YOUR OBJECTIVE: Check every line of the entries for "outline", and copy the lines that hold it.
(DATA RECORDS begins)
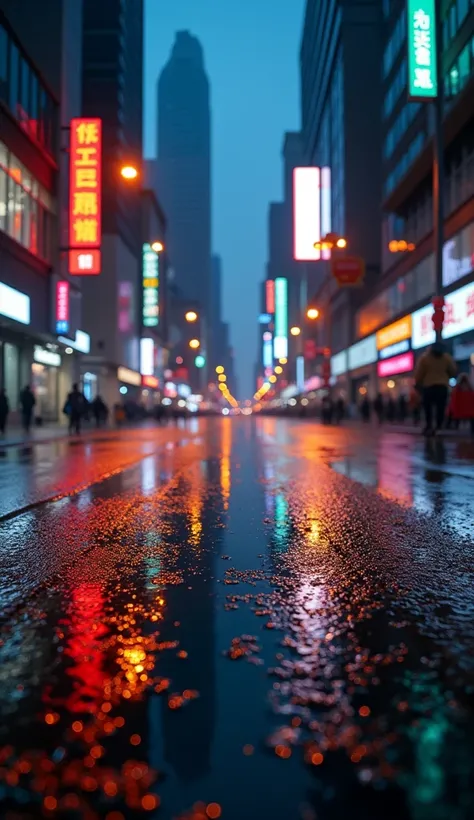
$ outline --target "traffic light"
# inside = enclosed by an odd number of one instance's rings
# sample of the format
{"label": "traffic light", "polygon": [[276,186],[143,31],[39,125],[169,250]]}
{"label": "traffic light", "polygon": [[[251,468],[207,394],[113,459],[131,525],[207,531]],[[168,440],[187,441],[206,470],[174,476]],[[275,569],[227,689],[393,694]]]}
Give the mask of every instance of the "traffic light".
{"label": "traffic light", "polygon": [[436,296],[433,299],[433,316],[431,317],[436,333],[441,333],[444,325],[444,299]]}

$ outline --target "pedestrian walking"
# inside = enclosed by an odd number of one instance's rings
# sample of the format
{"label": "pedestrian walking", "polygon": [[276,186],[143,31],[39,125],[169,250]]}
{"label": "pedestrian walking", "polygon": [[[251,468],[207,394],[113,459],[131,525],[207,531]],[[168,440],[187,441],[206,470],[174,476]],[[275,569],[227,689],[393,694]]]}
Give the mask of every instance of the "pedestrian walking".
{"label": "pedestrian walking", "polygon": [[346,415],[346,405],[342,396],[339,396],[336,399],[336,424],[340,424],[344,421]]}
{"label": "pedestrian walking", "polygon": [[408,415],[408,402],[407,402],[407,397],[405,396],[404,393],[402,393],[398,397],[397,413],[398,413],[398,421],[401,424],[405,424],[406,418],[407,418],[407,415]]}
{"label": "pedestrian walking", "polygon": [[418,427],[421,420],[421,393],[415,385],[410,390],[409,406],[413,424]]}
{"label": "pedestrian walking", "polygon": [[368,424],[370,421],[370,401],[367,396],[364,396],[360,403],[360,415],[364,424]]}
{"label": "pedestrian walking", "polygon": [[374,399],[374,412],[377,416],[377,421],[379,424],[382,424],[385,418],[385,406],[383,401],[383,396],[381,393],[378,393]]}
{"label": "pedestrian walking", "polygon": [[0,390],[0,436],[4,436],[7,429],[8,414],[10,412],[10,404],[5,390]]}
{"label": "pedestrian walking", "polygon": [[87,408],[86,397],[79,390],[77,384],[73,384],[72,390],[69,393],[66,404],[64,405],[64,412],[69,416],[69,433],[76,433],[80,435],[81,422],[85,416]]}
{"label": "pedestrian walking", "polygon": [[385,408],[385,418],[387,419],[390,424],[393,424],[395,421],[395,416],[397,413],[397,406],[395,404],[394,399],[390,396],[387,401],[387,406]]}
{"label": "pedestrian walking", "polygon": [[461,373],[449,400],[448,416],[456,430],[461,421],[469,421],[474,435],[474,389],[467,373]]}
{"label": "pedestrian walking", "polygon": [[92,415],[95,419],[95,426],[101,427],[102,424],[106,424],[109,415],[109,410],[101,396],[96,396],[95,399],[91,402],[90,407],[92,410]]}
{"label": "pedestrian walking", "polygon": [[[449,380],[456,375],[456,365],[441,344],[434,344],[424,353],[415,370],[415,383],[423,395],[426,436],[437,433],[444,424],[448,401]],[[433,412],[434,411],[434,412]],[[435,426],[433,428],[433,417]]]}
{"label": "pedestrian walking", "polygon": [[20,393],[21,420],[25,433],[30,432],[33,419],[33,408],[36,404],[35,394],[29,384]]}

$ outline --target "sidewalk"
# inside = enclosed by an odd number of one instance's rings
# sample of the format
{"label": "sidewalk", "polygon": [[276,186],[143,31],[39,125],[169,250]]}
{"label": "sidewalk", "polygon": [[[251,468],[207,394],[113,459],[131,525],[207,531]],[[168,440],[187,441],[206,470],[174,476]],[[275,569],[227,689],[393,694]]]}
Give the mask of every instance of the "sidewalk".
{"label": "sidewalk", "polygon": [[[335,426],[334,424],[332,425]],[[375,421],[370,421],[368,424],[364,424],[363,421],[359,419],[345,419],[341,427],[349,427],[349,428],[356,428],[358,430],[372,430],[377,431],[378,433],[408,433],[413,436],[418,436],[419,438],[423,438],[423,426],[415,426],[411,421],[407,421],[406,424],[390,424],[389,422],[384,422],[383,424],[378,424]],[[471,439],[471,430],[468,424],[464,424],[459,430],[442,430],[439,434],[443,438],[453,438],[453,439]]]}
{"label": "sidewalk", "polygon": [[[154,427],[154,424],[150,424]],[[53,444],[56,441],[84,441],[84,439],[94,439],[104,435],[112,435],[124,430],[146,428],[147,422],[124,425],[123,427],[95,427],[85,425],[80,436],[69,435],[68,428],[64,424],[51,424],[46,427],[32,427],[29,436],[25,434],[22,427],[12,427],[7,430],[4,438],[0,437],[0,450],[6,447],[26,447],[37,444]]]}

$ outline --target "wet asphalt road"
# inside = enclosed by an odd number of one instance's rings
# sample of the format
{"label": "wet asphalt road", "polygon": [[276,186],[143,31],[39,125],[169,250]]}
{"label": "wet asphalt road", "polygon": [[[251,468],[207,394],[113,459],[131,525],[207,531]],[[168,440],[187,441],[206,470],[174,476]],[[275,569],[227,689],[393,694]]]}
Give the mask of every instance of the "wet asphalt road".
{"label": "wet asphalt road", "polygon": [[3,451],[0,817],[474,816],[474,445]]}

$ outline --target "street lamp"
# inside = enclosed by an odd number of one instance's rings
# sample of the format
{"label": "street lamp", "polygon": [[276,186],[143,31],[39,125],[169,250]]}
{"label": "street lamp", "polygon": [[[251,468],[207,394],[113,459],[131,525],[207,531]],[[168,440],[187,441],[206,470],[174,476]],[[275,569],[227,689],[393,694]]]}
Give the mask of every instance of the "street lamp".
{"label": "street lamp", "polygon": [[290,329],[290,333],[291,333],[291,335],[292,335],[292,336],[299,336],[299,335],[300,335],[300,333],[301,333],[301,328],[300,328],[300,327],[296,327],[296,326],[295,326],[295,327],[292,327],[292,328]]}
{"label": "street lamp", "polygon": [[221,364],[219,364],[219,365],[216,367],[216,373],[223,373],[223,372],[224,372],[224,368],[222,367],[222,365],[221,365]]}
{"label": "street lamp", "polygon": [[197,315],[195,310],[188,310],[188,312],[185,314],[184,318],[186,319],[187,322],[196,322],[197,318],[198,318],[198,315]]}
{"label": "street lamp", "polygon": [[159,242],[157,240],[156,242],[151,243],[151,249],[152,251],[155,251],[155,253],[161,253],[162,251],[164,251],[165,246],[163,245],[163,242]]}
{"label": "street lamp", "polygon": [[120,169],[120,175],[127,180],[134,180],[138,177],[138,169],[134,165],[123,165]]}
{"label": "street lamp", "polygon": [[278,375],[280,375],[280,373],[283,373],[283,368],[281,367],[281,365],[277,364],[277,366],[275,367],[275,373],[278,373]]}
{"label": "street lamp", "polygon": [[317,308],[308,308],[306,311],[306,316],[314,322],[315,319],[319,319],[319,310]]}
{"label": "street lamp", "polygon": [[313,248],[317,251],[331,251],[334,247],[344,250],[344,248],[347,248],[347,239],[331,232],[313,243]]}
{"label": "street lamp", "polygon": [[201,346],[201,342],[199,341],[199,339],[191,339],[191,341],[189,342],[189,347],[192,350],[197,350],[198,347],[200,347],[200,346]]}

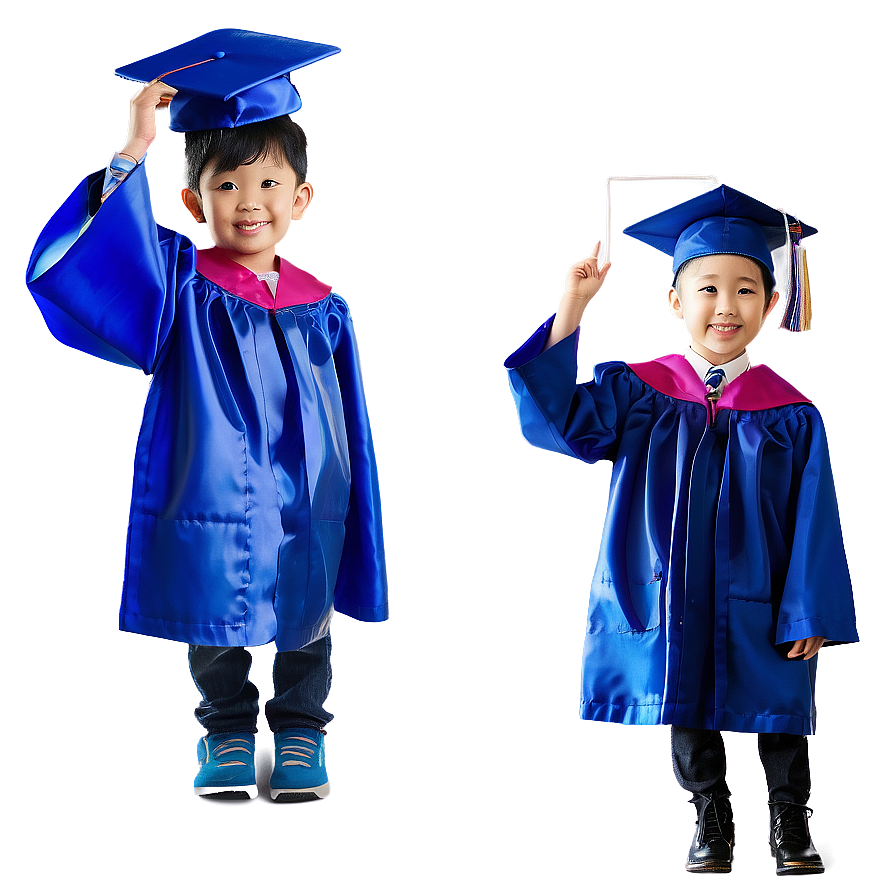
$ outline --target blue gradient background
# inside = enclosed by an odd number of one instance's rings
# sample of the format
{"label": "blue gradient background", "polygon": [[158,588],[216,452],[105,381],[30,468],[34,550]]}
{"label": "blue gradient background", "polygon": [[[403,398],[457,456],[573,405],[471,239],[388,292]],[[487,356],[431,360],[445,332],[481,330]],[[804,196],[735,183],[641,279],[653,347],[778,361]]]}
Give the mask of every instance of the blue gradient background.
{"label": "blue gradient background", "polygon": [[[669,732],[577,718],[609,466],[529,447],[502,368],[603,235],[607,176],[650,173],[715,174],[819,229],[807,241],[813,329],[770,323],[751,355],[824,415],[863,637],[819,665],[812,824],[828,873],[813,887],[877,889],[855,820],[882,820],[887,794],[865,785],[854,800],[848,786],[875,764],[889,774],[892,753],[879,608],[893,585],[877,581],[892,553],[892,447],[868,439],[889,416],[876,383],[892,354],[878,224],[893,201],[882,10],[222,0],[213,14],[129,10],[139,24],[128,27],[85,0],[51,22],[42,10],[8,24],[5,815],[18,892],[80,881],[100,894],[193,892],[216,856],[215,889],[243,892],[685,885],[693,808],[672,775]],[[148,383],[56,343],[24,284],[50,214],[124,140],[134,85],[114,69],[217,27],[342,48],[296,79],[315,198],[280,248],[351,304],[392,618],[333,625],[333,789],[315,805],[193,796],[201,729],[186,650],[118,631]],[[160,131],[147,168],[157,220],[207,246],[180,203],[182,137]],[[614,187],[613,270],[585,319],[583,378],[597,361],[683,349],[668,258],[621,231],[700,189]],[[858,363],[850,383],[845,368]],[[262,699],[272,655],[255,650]],[[859,720],[875,738],[861,751]],[[259,738],[262,781],[271,741]],[[752,893],[774,874],[755,738],[729,738],[729,764],[738,845],[725,885]],[[632,863],[635,836],[655,848]]]}

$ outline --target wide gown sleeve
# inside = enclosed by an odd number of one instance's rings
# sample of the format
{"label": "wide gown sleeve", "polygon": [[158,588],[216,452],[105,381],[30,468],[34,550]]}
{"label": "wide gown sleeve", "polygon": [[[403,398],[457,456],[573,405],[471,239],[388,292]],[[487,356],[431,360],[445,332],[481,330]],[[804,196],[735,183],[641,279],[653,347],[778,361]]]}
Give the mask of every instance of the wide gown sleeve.
{"label": "wide gown sleeve", "polygon": [[50,219],[28,264],[28,289],[60,342],[152,373],[195,251],[156,225],[143,165],[98,207],[102,182],[103,172],[85,178]]}
{"label": "wide gown sleeve", "polygon": [[805,458],[796,504],[796,525],[787,578],[778,610],[775,642],[823,636],[859,640],[852,585],[821,415],[805,411],[798,455]]}
{"label": "wide gown sleeve", "polygon": [[505,362],[526,440],[587,463],[614,459],[617,433],[632,401],[632,377],[612,361],[576,384],[578,331],[543,351],[553,317]]}
{"label": "wide gown sleeve", "polygon": [[363,622],[381,622],[388,618],[389,611],[379,481],[358,346],[347,310],[333,361],[339,378],[351,462],[351,494],[336,579],[335,608]]}

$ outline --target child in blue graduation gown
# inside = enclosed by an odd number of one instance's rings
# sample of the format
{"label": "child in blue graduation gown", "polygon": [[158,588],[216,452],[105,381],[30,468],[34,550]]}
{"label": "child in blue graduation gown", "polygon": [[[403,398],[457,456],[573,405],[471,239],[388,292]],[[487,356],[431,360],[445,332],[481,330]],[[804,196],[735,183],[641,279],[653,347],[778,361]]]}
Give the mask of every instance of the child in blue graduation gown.
{"label": "child in blue graduation gown", "polygon": [[[257,793],[258,691],[245,648],[270,641],[271,795],[325,796],[330,618],[334,609],[387,616],[351,316],[329,286],[275,254],[312,196],[288,72],[334,52],[219,31],[124,71],[150,82],[132,100],[127,145],[69,197],[29,265],[57,338],[153,378],[120,625],[191,645],[196,715],[208,732],[201,796]],[[249,80],[261,83],[234,85],[230,60],[239,79],[247,58]],[[153,220],[142,159],[156,108],[169,104],[172,129],[186,132],[184,202],[208,223],[213,249],[197,251]]]}
{"label": "child in blue graduation gown", "polygon": [[[793,234],[791,235],[791,231]],[[821,417],[747,346],[778,301],[771,250],[814,233],[722,186],[626,230],[673,256],[686,356],[576,384],[576,333],[609,265],[576,265],[554,318],[508,358],[523,434],[613,462],[581,714],[672,726],[694,794],[690,871],[731,869],[720,732],[759,734],[779,874],[824,870],[808,832],[816,654],[858,640]]]}

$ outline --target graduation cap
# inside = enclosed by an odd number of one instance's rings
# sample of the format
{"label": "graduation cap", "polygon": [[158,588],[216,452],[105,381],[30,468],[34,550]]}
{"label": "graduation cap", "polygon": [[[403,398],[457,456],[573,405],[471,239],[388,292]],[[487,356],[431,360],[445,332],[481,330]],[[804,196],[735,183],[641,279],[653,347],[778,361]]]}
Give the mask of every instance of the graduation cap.
{"label": "graduation cap", "polygon": [[115,74],[176,88],[171,130],[206,131],[297,111],[302,100],[289,73],[338,52],[329,44],[221,28],[117,68]]}
{"label": "graduation cap", "polygon": [[793,331],[808,330],[812,318],[809,271],[800,241],[817,232],[725,184],[623,231],[671,255],[676,274],[692,258],[744,255],[763,265],[774,280],[772,250],[789,246],[789,294],[781,326]]}

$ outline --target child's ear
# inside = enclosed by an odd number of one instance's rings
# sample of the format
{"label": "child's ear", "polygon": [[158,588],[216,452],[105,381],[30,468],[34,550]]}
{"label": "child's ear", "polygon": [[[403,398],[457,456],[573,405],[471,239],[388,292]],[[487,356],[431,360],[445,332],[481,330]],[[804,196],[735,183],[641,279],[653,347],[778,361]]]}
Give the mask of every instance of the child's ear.
{"label": "child's ear", "polygon": [[205,215],[202,213],[202,199],[192,190],[184,188],[180,191],[180,198],[189,213],[196,219],[197,224],[205,224]]}
{"label": "child's ear", "polygon": [[681,299],[674,289],[669,290],[669,310],[672,312],[672,317],[677,317],[679,320],[684,317],[684,311],[681,308]]}
{"label": "child's ear", "polygon": [[308,203],[311,202],[312,197],[314,196],[314,188],[307,181],[303,184],[299,184],[296,187],[296,198],[293,200],[292,204],[292,219],[293,221],[299,221],[302,215],[305,214],[305,209],[308,208]]}
{"label": "child's ear", "polygon": [[765,319],[772,313],[772,308],[778,304],[778,299],[780,296],[778,293],[774,293],[768,303],[768,308],[765,309],[765,312],[762,315],[762,322],[765,323]]}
(DATA RECORDS ends)
SOLUTION TO THE EXERCISE:
$ outline --target "traffic light"
$ outline --target "pedestrian walking"
$ outline --target "sidewalk"
$ outline --target "wet asphalt road"
$ outline --target "street lamp"
$ outline --target blue gradient background
$ outline --target wide gown sleeve
$ outline --target child in blue graduation gown
$ outline --target graduation cap
$ outline --target child's ear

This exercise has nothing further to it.